-------- PROVIDED DATA

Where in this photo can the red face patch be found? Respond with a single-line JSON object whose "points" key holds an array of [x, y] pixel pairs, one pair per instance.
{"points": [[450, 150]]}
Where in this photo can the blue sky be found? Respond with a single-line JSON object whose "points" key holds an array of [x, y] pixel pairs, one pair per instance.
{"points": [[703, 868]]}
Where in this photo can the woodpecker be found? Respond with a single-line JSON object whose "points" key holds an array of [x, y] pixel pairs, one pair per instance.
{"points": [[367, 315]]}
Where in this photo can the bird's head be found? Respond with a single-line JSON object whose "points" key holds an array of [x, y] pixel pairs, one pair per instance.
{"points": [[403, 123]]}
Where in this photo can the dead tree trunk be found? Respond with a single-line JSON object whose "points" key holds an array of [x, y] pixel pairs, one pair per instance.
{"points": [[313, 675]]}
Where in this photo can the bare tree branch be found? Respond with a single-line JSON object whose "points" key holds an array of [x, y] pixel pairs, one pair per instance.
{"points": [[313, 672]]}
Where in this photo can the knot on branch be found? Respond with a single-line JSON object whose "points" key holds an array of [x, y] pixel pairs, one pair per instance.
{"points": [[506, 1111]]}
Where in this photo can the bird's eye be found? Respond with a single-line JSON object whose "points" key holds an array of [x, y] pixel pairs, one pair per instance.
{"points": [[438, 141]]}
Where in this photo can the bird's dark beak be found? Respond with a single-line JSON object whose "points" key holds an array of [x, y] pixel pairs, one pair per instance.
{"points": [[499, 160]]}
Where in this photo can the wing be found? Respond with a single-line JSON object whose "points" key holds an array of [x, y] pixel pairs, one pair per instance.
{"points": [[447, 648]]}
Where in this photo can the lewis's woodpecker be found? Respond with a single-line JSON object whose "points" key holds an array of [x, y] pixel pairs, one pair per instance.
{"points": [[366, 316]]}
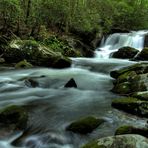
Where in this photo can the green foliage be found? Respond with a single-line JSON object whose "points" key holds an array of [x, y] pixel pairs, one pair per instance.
{"points": [[65, 15]]}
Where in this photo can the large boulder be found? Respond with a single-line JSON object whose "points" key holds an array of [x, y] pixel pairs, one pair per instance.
{"points": [[133, 83], [120, 141], [131, 105], [71, 83], [85, 125], [125, 53], [126, 129], [14, 115], [34, 53], [143, 55], [141, 95]]}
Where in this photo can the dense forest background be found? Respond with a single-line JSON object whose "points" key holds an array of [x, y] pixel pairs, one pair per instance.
{"points": [[31, 17]]}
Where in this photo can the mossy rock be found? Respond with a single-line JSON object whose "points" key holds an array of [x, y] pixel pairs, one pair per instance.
{"points": [[143, 55], [14, 115], [119, 141], [125, 53], [122, 88], [141, 95], [23, 64], [71, 53], [85, 125], [93, 144], [131, 105], [71, 83], [139, 68], [131, 130]]}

----------------

• WHAT YOU HAVE TO DO:
The line with "Where in this photo can the large" marks where to start. Transcribe from there through the final line of the records, exactly and with nothing added.

• RESPONSE BOX:
Where in this photo can the large boulder be found? Respond with a single-line JSON object whose "points" key holds an array of [x, y] pixel pairs, one pair per instance.
{"points": [[133, 83], [120, 141], [131, 105], [71, 83], [85, 125], [125, 53], [126, 129], [14, 115], [34, 53], [143, 55], [141, 95]]}
Where in this photo can the dense forest background be found? Respond with a single-line JSON object whose "points" key holds an array of [x, y] pixel pairs, one pair per instance.
{"points": [[31, 17]]}
Where in this photo can the mossy rock be found? Respond with a single-line JSON object whose "points" key holds an array of [x, y] pixel pairs, one pair per instance.
{"points": [[143, 55], [14, 115], [119, 141], [125, 53], [122, 88], [141, 95], [23, 64], [71, 53], [85, 125], [93, 144], [131, 105], [71, 83], [139, 68], [131, 130]]}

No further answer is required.